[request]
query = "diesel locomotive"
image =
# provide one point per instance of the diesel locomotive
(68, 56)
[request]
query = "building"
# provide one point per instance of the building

Try it: Pull each line containing "query" from the records.

Your response:
query = "diesel locomotive"
query = "building"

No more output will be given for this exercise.